In the passage on geothermal power in Oman, what is stated as the primary goal of the study?

Text passage:

════

With these remarks, it is evident that geothermal power is more expensive than conventional (natural gas) power or PV power. When adding to this finding the simplicity in installing PV systems [303,304,305] compared to a geothermal system, the maturity and widespread of PV systems in Oman [306,307,308], the direct conversion to electricity in the case of PV systems (little maintenance needed other than cleaning), and the possibility of retrofitting existing parking lots with rooftop PV modules for solar carport [309,310], especially for charging electric vehicles [311], without occupying new land footprints; one can judge that geothermal power is not expected to be exploited in Oman unless new incentivizing factors appear.

5. Discussion of the Limitations

After presenting information about the modeling performed here for geothermal power generation and presenting results obtained through this modeling, it is important to admit that the current study still has some limitations. This section is devoted to discussing this matter.
However, it should be noted first that the primary goal of this study is to identify the feasibility of geothermal power in Oman, rather than to provide a precise and comprehensive design of a particular geothermal power plant. Thus, the results of the current study should be viewed with tolerance, accepting that some uncertainty in the assumptions made does not harm the overall aim of the study. Even with small variations in the quantitative results, the main outcome (which is answering the question of “is commercial geothermal-based electricity generation in Oman competitive or not?”) remains valid.
  • The first limitation to mention here is the reliance on the SAM (System Advisor Model) tool for performing the techno-economic assessment, without performing benchmarking of its predictions. While this limitation is true, it is alleviated by the implied robustness and accuracy of SAM. This is supported by its wide use by researchers and professionals in the sector of renewable and sustainable technologies [312,313,314] and by the third-party validation performed by the SAM development team [315] or independent researchers [316]. Also, SAM enjoys an extended history of development and improvement provided by NREL. In addition, it is worth mentioning that the open-course code package behind the SAM computations is available in a public GitHub repository [317,318,319,320,321,322,323]. This allows for transparency and continuous handling of any identified issues.
  • The second limitation to mention here is the large number of assumptions made, through specified input parameters, to perform either the technical part of the simulation or the economic part. However, this is an inevitable situation in simulation studies in general. Many of the assumptions made here are guided by recommendations from reliable sources in the literature, as well as professional judgment. Also, sensitivity analyses are performed to explore the influence of possible variations of some assumptions.
  • The third limitation to add is the adoption of built-in cost elements in SAM for estimations in belonging to Oman. Some of the geothermal financial data in SAM are based on the Geothermal Vision Study (GeoVision Study) of the Geothermal Technologies Office (GTO) at the United States Department of Energy (DOE) [324]. This means that a similarity of certain costs (like drilling labor rates) in the United States and Oman encourages the assumption that reasonable predictions can be made for Oman. The fact that both Oman and the United States are in the same economic category of high-income countries makes this assumption plausible [325].
  • The fourth limitation that might be noticed in the current study is its focus on Oman, rather than being of wide coverage. While this remark is correct, it does not mean that the study is only useful to readers within Oman. The study contains many pieces of information that are transferable to other regions. For example, information provided about the use of SAM in modeling geothermal power systems can be applied when using SAM in other locations. This study can be viewed as a case study for Oman, which can be replicated for other countries. Especially, readers in countries sharing similar energy sources with Oman, with ambitions to explore their geothermal potential in the power sector, can find this study beneficial.

════

Data extract:
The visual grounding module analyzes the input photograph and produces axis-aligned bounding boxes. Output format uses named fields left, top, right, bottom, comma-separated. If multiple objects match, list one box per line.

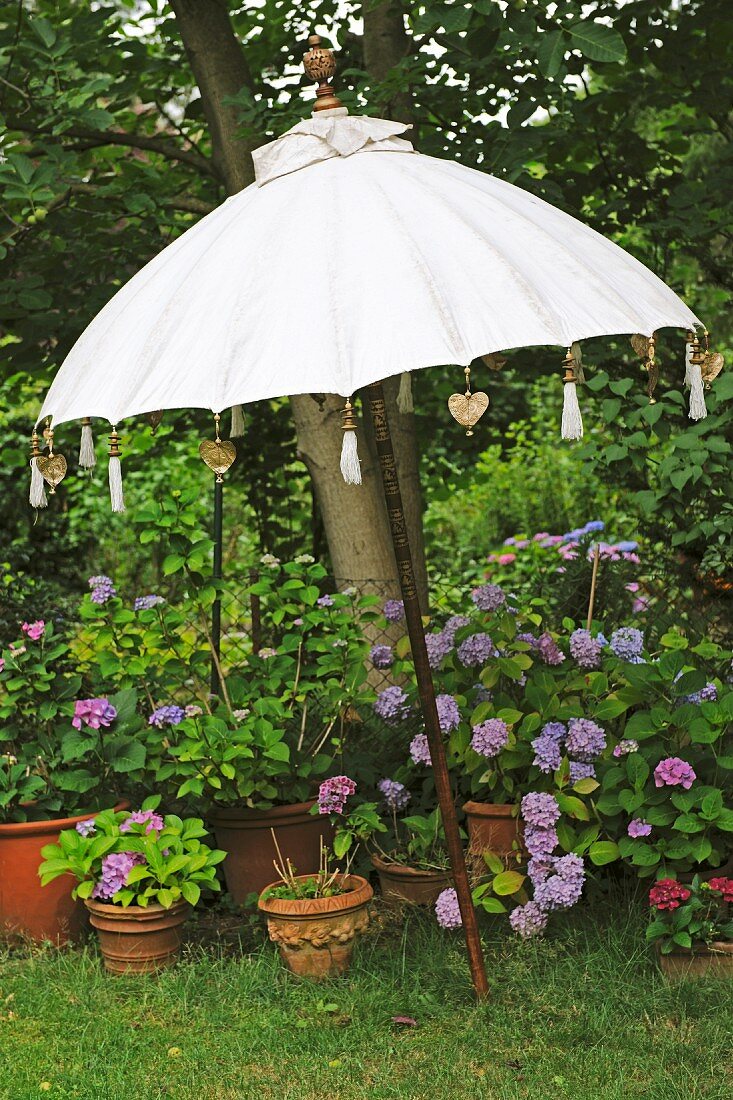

════

Right answer: To identify the feasibility of geothermal power in Oman, rather than to provide a precise and comprehensive design of a particular geothermal power plant.